> [Document excerpt]:
Reports to the DOT show, however, that the commission often asks specific questions concerning projects, such as which ones are considered significant enough to warrant priority funding. The commission has a range of other responsibilities that gives it authority over the state DOT. It helps select the head of the department, and it performs regular evaluations of the department’s management, operations and finances.

State Rep. Rich Glorioso, R-Plant City and chairman of the House Infrastructure Committee, asked whether Durden made his railroad ownership clear when he approved DOT’s spending plan.

“It would be nice to know if he commented on his involvement with a rail company,” Glorioso said. “I would hope that if he had an interest related to his business that he would have identified it.”

Glorioso said he’d known Durden for about seven years and had no reason to question him. “It may be all on the up and up, but it’s the perception it creates. It looks bad,” he said.

Patrenos said she didn’t recall Durden bringing up his rail ownership when he and the other commissioners voted to approve the DOT’s work program in 2005, but she has never doubted his integrity, she said. “He’s one of the most ethical, upright people I have ever known.”

By 2005, Durden was as much a political force as a rail expert. In 1980, after years working for other rail companies, he began buying his own. Over two decades, he acquired more than a dozen small railroads, called short lines, from Arizona to Florida.

(Referring expression pointing data)
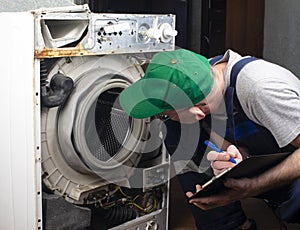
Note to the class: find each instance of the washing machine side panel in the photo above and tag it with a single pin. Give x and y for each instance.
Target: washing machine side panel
(19, 151)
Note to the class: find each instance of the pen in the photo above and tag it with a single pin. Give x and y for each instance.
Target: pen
(215, 148)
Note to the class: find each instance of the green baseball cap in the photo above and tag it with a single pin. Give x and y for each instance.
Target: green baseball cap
(173, 80)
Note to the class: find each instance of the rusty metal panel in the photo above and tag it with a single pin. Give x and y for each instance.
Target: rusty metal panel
(76, 31)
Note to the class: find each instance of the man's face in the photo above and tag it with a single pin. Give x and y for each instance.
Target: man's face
(189, 115)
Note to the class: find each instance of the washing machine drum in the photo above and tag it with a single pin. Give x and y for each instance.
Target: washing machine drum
(89, 140)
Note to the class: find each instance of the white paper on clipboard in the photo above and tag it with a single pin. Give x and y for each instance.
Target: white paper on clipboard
(249, 167)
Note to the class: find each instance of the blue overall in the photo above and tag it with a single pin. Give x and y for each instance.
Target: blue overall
(242, 132)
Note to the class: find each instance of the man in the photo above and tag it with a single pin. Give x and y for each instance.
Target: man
(259, 103)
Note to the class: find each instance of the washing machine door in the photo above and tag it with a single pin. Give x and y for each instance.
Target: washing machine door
(89, 141)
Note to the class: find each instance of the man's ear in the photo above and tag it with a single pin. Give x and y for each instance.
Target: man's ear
(199, 114)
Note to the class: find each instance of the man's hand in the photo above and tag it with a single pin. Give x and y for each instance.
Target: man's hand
(220, 161)
(237, 189)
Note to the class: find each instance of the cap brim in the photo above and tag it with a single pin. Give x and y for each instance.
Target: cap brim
(136, 104)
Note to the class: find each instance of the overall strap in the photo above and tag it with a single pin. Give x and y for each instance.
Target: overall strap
(234, 132)
(237, 67)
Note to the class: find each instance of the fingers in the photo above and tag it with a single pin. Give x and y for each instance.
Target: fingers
(189, 194)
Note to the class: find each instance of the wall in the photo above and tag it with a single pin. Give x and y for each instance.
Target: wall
(282, 33)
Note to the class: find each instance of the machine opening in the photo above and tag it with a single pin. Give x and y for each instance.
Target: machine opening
(107, 126)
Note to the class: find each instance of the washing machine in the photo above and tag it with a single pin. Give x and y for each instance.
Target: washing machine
(72, 158)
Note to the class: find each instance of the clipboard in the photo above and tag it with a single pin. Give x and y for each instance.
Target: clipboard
(249, 167)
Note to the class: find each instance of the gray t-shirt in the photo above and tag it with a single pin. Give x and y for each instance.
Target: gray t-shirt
(269, 95)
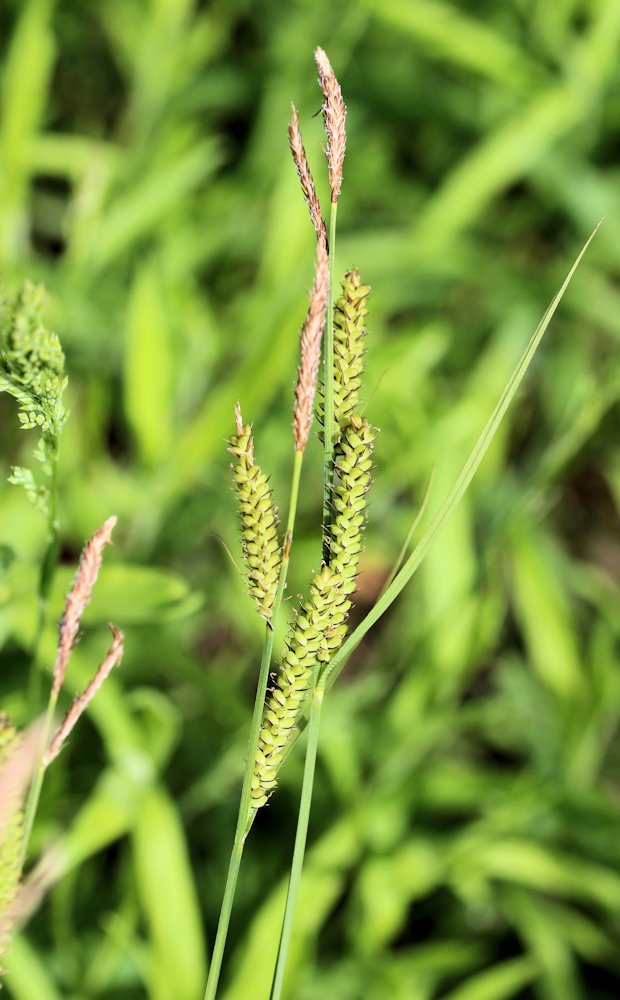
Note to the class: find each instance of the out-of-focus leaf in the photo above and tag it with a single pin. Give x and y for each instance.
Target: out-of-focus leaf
(500, 982)
(148, 367)
(166, 889)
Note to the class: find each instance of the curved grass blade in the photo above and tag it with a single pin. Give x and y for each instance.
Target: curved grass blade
(457, 492)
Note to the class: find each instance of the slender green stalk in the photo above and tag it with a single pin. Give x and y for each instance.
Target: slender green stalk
(328, 387)
(46, 579)
(246, 813)
(300, 838)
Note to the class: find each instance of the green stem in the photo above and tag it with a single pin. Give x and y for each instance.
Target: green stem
(46, 579)
(246, 814)
(300, 838)
(328, 389)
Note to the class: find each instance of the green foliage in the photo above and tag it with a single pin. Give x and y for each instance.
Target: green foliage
(32, 366)
(11, 842)
(259, 521)
(468, 765)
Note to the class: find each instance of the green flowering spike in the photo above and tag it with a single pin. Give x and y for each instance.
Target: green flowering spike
(259, 521)
(11, 843)
(353, 464)
(32, 370)
(350, 313)
(317, 632)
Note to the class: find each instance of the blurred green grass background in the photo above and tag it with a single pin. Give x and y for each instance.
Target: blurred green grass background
(464, 838)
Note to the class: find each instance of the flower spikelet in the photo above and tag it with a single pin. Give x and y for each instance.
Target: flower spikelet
(259, 521)
(317, 632)
(334, 116)
(350, 313)
(311, 336)
(11, 836)
(305, 174)
(32, 371)
(353, 463)
(78, 598)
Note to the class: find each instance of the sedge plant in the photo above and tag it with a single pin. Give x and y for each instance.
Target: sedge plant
(316, 647)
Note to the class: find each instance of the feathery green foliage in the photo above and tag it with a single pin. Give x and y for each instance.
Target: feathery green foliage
(32, 370)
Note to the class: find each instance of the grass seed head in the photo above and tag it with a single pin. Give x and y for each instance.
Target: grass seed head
(259, 520)
(334, 117)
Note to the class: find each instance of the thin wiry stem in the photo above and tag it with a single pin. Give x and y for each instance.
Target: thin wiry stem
(328, 389)
(77, 599)
(301, 837)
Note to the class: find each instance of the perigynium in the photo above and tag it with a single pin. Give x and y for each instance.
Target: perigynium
(316, 646)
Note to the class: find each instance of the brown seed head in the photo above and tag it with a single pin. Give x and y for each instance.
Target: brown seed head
(112, 659)
(304, 173)
(311, 334)
(78, 598)
(334, 116)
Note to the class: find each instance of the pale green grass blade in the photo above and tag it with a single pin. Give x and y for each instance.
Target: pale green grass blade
(467, 474)
(137, 212)
(167, 891)
(28, 976)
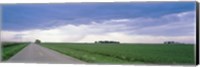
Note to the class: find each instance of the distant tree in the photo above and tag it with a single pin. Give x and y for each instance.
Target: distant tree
(37, 41)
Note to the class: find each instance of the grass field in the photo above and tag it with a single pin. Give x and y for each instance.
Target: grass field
(127, 53)
(10, 49)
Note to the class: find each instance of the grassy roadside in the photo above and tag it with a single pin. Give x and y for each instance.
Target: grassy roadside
(127, 54)
(10, 49)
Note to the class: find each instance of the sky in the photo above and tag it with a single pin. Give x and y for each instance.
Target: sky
(133, 22)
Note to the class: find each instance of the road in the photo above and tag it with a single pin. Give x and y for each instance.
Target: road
(34, 53)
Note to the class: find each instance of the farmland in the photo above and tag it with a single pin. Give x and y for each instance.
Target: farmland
(127, 53)
(9, 49)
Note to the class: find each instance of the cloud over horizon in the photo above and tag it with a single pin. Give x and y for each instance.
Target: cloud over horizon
(175, 26)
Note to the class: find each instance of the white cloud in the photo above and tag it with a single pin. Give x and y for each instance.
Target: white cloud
(114, 29)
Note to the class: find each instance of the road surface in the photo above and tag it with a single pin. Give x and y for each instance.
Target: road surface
(34, 53)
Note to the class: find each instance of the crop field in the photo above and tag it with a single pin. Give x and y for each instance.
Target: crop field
(127, 53)
(10, 49)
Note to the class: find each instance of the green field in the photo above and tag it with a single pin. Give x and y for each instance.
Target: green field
(10, 49)
(127, 53)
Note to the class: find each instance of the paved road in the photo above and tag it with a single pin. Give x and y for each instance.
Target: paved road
(34, 53)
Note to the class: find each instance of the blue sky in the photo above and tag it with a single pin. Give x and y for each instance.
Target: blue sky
(138, 18)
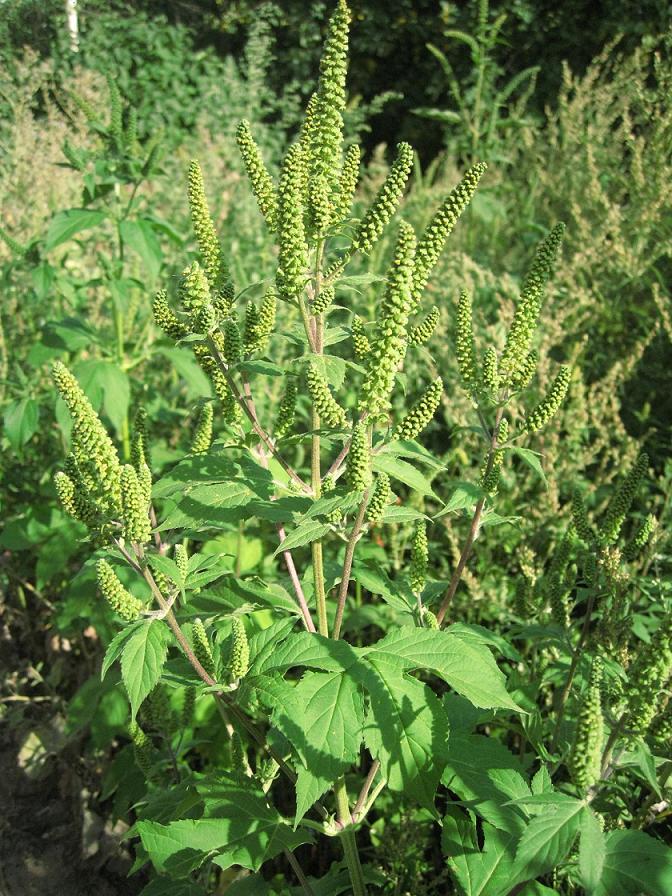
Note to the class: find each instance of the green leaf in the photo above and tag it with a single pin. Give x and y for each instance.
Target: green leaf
(241, 829)
(140, 237)
(142, 661)
(305, 533)
(322, 718)
(406, 728)
(592, 852)
(486, 776)
(468, 668)
(548, 838)
(67, 223)
(21, 420)
(635, 863)
(485, 872)
(403, 472)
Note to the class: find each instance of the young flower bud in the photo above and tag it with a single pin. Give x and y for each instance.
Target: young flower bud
(379, 498)
(550, 404)
(201, 645)
(385, 203)
(202, 437)
(166, 319)
(137, 527)
(324, 402)
(287, 410)
(421, 413)
(419, 558)
(239, 658)
(464, 342)
(122, 602)
(421, 334)
(441, 226)
(360, 340)
(359, 459)
(586, 754)
(216, 269)
(260, 179)
(293, 252)
(620, 503)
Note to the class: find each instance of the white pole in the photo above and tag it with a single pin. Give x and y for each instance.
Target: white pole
(73, 25)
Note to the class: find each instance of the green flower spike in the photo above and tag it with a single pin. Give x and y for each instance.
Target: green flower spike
(379, 498)
(441, 226)
(586, 754)
(464, 342)
(326, 131)
(347, 183)
(216, 269)
(514, 358)
(239, 658)
(619, 505)
(421, 413)
(95, 457)
(287, 410)
(648, 675)
(580, 518)
(201, 644)
(419, 558)
(293, 253)
(359, 459)
(422, 333)
(550, 404)
(261, 181)
(143, 749)
(388, 351)
(640, 539)
(325, 403)
(120, 600)
(360, 340)
(137, 528)
(166, 319)
(202, 438)
(385, 203)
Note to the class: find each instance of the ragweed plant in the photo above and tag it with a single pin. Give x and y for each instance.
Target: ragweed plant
(318, 731)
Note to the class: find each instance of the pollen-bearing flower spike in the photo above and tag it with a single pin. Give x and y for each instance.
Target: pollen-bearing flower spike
(550, 404)
(325, 403)
(216, 269)
(464, 342)
(380, 497)
(619, 505)
(586, 754)
(421, 413)
(389, 348)
(648, 675)
(166, 318)
(514, 357)
(422, 333)
(95, 456)
(419, 558)
(360, 340)
(202, 438)
(326, 132)
(239, 657)
(293, 252)
(261, 181)
(441, 226)
(201, 645)
(137, 527)
(359, 459)
(385, 202)
(119, 598)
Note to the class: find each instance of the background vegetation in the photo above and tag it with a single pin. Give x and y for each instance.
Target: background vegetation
(572, 113)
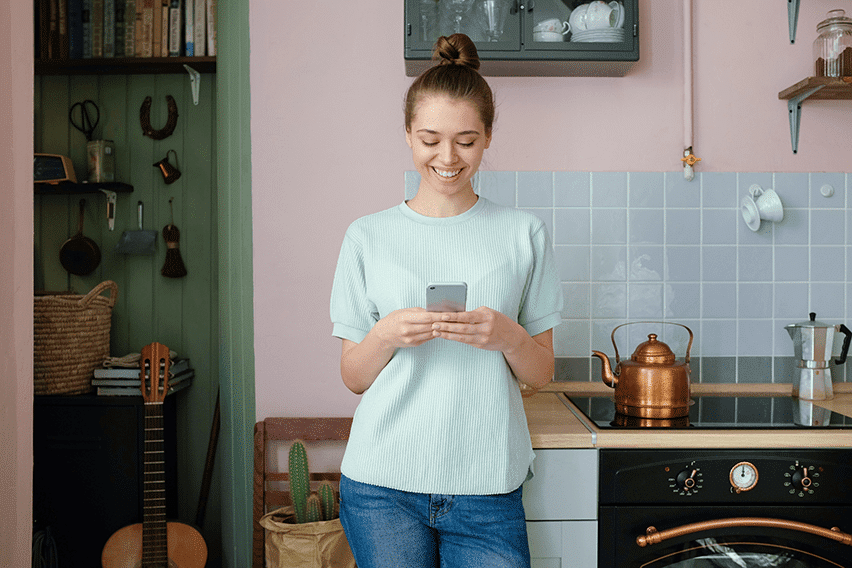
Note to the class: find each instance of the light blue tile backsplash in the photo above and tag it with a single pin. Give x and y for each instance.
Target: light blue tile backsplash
(636, 246)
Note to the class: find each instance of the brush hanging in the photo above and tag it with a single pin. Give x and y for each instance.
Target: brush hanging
(173, 267)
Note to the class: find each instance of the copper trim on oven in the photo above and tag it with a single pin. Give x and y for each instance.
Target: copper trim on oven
(653, 536)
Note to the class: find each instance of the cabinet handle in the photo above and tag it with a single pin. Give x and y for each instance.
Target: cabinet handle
(653, 536)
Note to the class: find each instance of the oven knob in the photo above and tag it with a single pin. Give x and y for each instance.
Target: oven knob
(801, 479)
(687, 481)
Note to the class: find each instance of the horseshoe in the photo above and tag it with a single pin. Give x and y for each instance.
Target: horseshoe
(145, 119)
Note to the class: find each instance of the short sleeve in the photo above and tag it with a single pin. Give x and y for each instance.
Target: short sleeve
(352, 313)
(542, 301)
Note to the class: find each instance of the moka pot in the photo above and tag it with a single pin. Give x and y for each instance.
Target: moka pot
(813, 345)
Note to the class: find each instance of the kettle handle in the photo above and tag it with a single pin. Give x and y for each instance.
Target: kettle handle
(848, 337)
(689, 345)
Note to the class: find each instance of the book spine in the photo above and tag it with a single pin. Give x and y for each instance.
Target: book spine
(174, 29)
(109, 28)
(147, 28)
(130, 28)
(64, 46)
(157, 37)
(189, 30)
(211, 27)
(200, 45)
(86, 18)
(75, 29)
(97, 22)
(53, 30)
(164, 27)
(120, 28)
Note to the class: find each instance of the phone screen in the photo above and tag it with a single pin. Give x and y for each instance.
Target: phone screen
(446, 296)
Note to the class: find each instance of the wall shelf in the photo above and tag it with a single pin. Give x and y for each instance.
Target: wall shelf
(124, 65)
(70, 188)
(815, 88)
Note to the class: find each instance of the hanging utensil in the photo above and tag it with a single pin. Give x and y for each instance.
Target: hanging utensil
(173, 267)
(137, 242)
(80, 116)
(80, 255)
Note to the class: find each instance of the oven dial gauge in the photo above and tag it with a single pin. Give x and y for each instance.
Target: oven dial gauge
(801, 480)
(687, 481)
(743, 477)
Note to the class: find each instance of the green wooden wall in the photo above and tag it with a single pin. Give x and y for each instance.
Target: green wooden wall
(181, 313)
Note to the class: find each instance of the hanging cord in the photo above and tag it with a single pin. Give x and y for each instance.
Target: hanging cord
(173, 267)
(44, 549)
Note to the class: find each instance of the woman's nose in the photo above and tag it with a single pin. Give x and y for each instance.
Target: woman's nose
(447, 154)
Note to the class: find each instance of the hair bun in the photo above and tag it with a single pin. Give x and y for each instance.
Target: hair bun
(457, 49)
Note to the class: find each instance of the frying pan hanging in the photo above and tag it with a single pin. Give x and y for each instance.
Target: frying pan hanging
(80, 255)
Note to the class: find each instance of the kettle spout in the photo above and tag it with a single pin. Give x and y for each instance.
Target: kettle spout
(609, 378)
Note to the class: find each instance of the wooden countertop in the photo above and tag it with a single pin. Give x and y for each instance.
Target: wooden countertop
(553, 425)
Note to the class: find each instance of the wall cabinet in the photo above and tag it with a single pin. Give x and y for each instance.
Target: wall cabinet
(561, 505)
(512, 49)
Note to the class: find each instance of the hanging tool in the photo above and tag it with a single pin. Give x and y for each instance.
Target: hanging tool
(173, 267)
(85, 110)
(137, 242)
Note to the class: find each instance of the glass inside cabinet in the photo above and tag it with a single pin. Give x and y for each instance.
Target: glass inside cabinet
(529, 37)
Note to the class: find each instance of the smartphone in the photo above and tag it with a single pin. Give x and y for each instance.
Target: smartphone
(446, 296)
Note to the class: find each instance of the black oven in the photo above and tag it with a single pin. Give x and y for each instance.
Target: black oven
(725, 508)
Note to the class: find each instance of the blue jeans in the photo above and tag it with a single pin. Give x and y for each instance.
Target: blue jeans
(399, 529)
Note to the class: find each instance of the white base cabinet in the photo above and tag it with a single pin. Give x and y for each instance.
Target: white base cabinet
(561, 504)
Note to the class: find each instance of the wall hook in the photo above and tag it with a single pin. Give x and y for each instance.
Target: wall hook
(194, 81)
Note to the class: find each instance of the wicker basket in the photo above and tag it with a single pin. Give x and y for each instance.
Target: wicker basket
(71, 339)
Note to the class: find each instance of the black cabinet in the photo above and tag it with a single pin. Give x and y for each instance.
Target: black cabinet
(507, 42)
(88, 470)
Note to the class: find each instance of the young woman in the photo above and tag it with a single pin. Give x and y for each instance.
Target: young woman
(439, 445)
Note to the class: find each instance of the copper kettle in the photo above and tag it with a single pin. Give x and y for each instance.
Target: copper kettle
(652, 384)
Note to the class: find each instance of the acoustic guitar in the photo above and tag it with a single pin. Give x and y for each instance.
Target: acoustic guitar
(155, 542)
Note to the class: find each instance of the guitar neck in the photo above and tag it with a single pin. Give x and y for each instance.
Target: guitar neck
(154, 525)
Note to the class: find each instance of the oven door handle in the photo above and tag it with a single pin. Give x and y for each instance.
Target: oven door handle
(653, 536)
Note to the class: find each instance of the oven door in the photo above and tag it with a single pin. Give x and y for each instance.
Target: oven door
(723, 537)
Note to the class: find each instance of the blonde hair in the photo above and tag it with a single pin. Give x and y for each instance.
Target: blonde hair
(455, 75)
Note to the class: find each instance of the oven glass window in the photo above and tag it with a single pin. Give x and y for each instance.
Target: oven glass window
(714, 553)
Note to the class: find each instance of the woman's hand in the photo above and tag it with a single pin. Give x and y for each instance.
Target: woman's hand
(407, 327)
(530, 358)
(361, 363)
(483, 328)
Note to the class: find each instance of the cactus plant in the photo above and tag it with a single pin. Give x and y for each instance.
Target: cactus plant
(314, 509)
(300, 484)
(309, 507)
(327, 500)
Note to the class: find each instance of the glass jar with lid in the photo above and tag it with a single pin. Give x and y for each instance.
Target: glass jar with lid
(833, 46)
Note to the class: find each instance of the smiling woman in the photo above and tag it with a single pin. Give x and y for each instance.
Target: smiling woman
(439, 445)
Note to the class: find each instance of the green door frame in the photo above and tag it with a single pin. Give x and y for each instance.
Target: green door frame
(236, 315)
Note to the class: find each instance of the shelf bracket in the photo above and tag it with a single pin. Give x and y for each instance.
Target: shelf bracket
(111, 199)
(794, 105)
(194, 81)
(792, 18)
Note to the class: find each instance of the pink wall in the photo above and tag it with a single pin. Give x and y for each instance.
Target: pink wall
(16, 258)
(328, 147)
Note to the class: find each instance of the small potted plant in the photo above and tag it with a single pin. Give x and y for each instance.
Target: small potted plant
(307, 534)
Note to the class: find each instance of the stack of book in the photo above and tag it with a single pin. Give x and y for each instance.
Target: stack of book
(83, 29)
(128, 381)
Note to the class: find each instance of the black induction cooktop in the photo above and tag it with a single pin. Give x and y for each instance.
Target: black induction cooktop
(720, 412)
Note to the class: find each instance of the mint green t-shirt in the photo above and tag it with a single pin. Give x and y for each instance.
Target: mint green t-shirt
(443, 417)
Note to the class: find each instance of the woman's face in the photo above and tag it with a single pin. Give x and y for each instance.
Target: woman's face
(447, 139)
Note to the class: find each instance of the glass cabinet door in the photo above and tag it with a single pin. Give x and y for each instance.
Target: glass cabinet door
(529, 37)
(494, 25)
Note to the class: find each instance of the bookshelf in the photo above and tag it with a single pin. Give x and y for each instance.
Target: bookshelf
(124, 65)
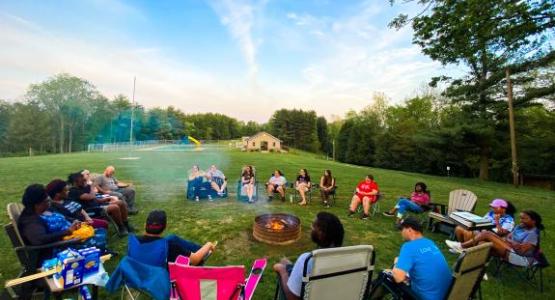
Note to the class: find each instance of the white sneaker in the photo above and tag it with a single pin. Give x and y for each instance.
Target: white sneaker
(454, 245)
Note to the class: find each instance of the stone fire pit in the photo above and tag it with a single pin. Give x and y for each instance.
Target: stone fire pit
(276, 229)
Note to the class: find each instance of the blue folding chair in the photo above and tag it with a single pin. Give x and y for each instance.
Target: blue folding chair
(142, 271)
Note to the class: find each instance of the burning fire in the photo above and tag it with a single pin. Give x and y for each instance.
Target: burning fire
(275, 224)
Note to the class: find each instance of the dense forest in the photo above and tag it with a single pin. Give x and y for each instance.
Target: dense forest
(506, 49)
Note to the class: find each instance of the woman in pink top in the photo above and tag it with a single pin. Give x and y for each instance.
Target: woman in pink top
(420, 197)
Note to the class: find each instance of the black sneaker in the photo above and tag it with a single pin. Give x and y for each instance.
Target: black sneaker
(388, 214)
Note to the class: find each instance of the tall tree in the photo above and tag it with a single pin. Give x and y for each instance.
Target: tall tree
(488, 37)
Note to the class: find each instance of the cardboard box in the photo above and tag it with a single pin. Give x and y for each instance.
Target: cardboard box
(71, 265)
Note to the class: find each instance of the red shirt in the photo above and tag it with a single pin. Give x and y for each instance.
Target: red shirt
(365, 187)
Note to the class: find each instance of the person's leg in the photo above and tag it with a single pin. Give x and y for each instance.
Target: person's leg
(462, 234)
(193, 247)
(224, 185)
(355, 202)
(499, 248)
(281, 191)
(366, 205)
(215, 186)
(99, 223)
(270, 188)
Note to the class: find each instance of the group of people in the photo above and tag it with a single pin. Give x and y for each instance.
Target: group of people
(209, 184)
(420, 269)
(62, 209)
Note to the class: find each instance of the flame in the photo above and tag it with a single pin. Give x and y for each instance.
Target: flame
(275, 224)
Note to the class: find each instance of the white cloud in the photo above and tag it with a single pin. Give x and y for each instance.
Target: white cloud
(31, 54)
(239, 17)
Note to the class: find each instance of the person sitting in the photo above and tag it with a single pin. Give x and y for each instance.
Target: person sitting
(303, 185)
(108, 184)
(420, 269)
(518, 247)
(86, 196)
(195, 182)
(276, 183)
(327, 187)
(500, 215)
(33, 228)
(418, 199)
(217, 179)
(154, 227)
(366, 192)
(248, 182)
(58, 192)
(327, 232)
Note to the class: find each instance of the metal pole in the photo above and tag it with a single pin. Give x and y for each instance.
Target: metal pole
(333, 149)
(514, 168)
(132, 113)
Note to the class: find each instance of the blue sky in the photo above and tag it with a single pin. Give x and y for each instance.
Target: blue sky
(244, 58)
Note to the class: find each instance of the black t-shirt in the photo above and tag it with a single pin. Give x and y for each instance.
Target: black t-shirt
(75, 193)
(69, 209)
(174, 250)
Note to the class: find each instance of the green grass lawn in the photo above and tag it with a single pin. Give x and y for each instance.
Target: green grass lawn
(159, 178)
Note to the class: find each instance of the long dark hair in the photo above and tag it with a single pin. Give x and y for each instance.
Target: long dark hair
(536, 217)
(331, 229)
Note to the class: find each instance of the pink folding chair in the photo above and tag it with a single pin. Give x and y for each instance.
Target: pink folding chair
(218, 283)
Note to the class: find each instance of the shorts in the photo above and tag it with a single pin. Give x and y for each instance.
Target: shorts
(373, 198)
(519, 260)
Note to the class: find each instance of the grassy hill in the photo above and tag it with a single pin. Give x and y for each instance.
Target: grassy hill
(159, 177)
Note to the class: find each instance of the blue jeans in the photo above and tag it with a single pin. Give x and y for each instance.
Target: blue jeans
(404, 205)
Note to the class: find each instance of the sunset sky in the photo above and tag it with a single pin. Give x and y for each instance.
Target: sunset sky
(241, 58)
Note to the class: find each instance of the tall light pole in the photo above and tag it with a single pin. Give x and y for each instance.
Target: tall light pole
(132, 112)
(514, 160)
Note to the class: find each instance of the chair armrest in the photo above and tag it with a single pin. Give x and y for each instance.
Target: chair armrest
(442, 207)
(48, 246)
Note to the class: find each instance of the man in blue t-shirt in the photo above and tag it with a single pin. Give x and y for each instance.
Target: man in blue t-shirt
(420, 270)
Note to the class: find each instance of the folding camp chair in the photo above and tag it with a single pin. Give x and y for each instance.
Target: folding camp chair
(374, 207)
(459, 200)
(467, 275)
(337, 273)
(297, 195)
(29, 256)
(142, 271)
(529, 271)
(218, 283)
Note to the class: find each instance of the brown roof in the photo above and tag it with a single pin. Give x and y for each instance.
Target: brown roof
(261, 133)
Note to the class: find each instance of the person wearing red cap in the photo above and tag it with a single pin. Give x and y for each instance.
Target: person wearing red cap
(500, 215)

> [Assigned task A]: According to the news excerpt, in what year did Durden begin buying his own railroads?
> [Assigned task B]: Reproduce the passage of the news excerpt starting at "Reports to the" and ending at "operations and finances.".
> [Assigned task C]: Write the next part of the news excerpt, picking up after its final sentence.
These entries were taken from a separate source.

> [Task response A]: 1980

> [Task response B]:
Reports to the DOT show, however, that the commission often asks specific questions concerning projects, such as which ones are considered significant enough to warrant priority funding. The commission has a range of other responsibilities that gives it authority over the state DOT. It helps select the head of the department, and it performs regular evaluations of the department’s management, operations and finances.

> [Task response C]:
Through donations from his companies and immediate family members, he turned his profits into political influence, giving at least $1.1 million to candidates across the country, according to state and federal records going back to 1990.

At least $16,500 went to Jeb Bush’s gubernatorial campaigns.

Durden, 71, is a member of the state finance committee for Republican presidential candidate Mitt Romney, the former Massachusetts governor.

Lawmakers Complain About Secrecy

As the state prepared to sign its $491 million deal with CSX in December, news of the plan emerged, and Dockery and several lawmakers complained about the secrecy that had surrounded it.

The 2005 bill that set aside money for the package made no references to CSX or any other rail company getting money. Details of the proposed rail improvements were tucked into DOT’s five-year work program, which fills hundreds of pages.

A few Orlando-area lawmakers knew where the money was going, but “most of us were led to believe that the influx of money was for the road building backlog,” Dockery said. “This was a deal worked out by the agency and the rail industry,” she said.

The money for the railroads came through a state program that focuses money on the roads, rail corridors and ports considered most important to the state’s economic growth. Durden began pushing for the creation of the program, known as the Strategic Intermodal System, soon after newly elected Gov. Bush appointed him to the commission in 1999. It was adopted by the Legislature in 2003, the year Durden became commission chairman.

Before that, state spending on railroads was restricted mostly to crossing safety. The intermodal system put nearly every privately owned railroad in Florida in line for state tax money, along with the seaports and airports, which are run by public agencies.

For the first time, in 2005, the state’s five-year work plan included hundreds of millions in railroad improvements, including $6 million for Durden’s Bay Line. The plan went to the transportation commission for approval, then to the Legislature.

In June 2005, less than two months after the Legislature signed off, Genesee & Wyoming announced it was buying Durden’s properties, paying $243 million and taking over $1.7 million in debt.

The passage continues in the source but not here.